== Data for processing ==
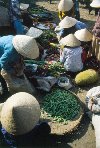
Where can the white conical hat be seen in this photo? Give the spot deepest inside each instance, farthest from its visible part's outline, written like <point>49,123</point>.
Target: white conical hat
<point>24,6</point>
<point>26,46</point>
<point>34,32</point>
<point>67,22</point>
<point>95,4</point>
<point>83,35</point>
<point>70,40</point>
<point>20,113</point>
<point>65,5</point>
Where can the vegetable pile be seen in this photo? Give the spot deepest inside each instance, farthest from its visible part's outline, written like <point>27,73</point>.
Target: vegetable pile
<point>60,105</point>
<point>47,37</point>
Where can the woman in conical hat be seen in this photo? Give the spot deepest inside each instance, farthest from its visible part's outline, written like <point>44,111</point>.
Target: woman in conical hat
<point>19,116</point>
<point>12,51</point>
<point>70,53</point>
<point>66,8</point>
<point>68,25</point>
<point>96,31</point>
<point>85,37</point>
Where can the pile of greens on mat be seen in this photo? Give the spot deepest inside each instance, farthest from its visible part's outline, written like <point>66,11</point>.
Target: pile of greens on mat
<point>60,105</point>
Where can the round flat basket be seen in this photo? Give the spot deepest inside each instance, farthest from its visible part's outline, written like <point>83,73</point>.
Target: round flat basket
<point>62,128</point>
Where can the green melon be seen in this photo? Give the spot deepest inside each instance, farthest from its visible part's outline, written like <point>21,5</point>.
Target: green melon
<point>86,77</point>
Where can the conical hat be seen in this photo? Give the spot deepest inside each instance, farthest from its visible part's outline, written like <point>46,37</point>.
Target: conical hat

== How to complete this task ==
Starting at the line that contains "Target: green melon", write out every line through the last one in the data above, exactly as it stands.

== Result for this exercise ==
Target: green melon
<point>86,77</point>
Where can the conical hat be seen in this photo? Give the spot deepest inside each instance, farthest from its visible part's outline, written like <point>46,37</point>.
Target: conical hat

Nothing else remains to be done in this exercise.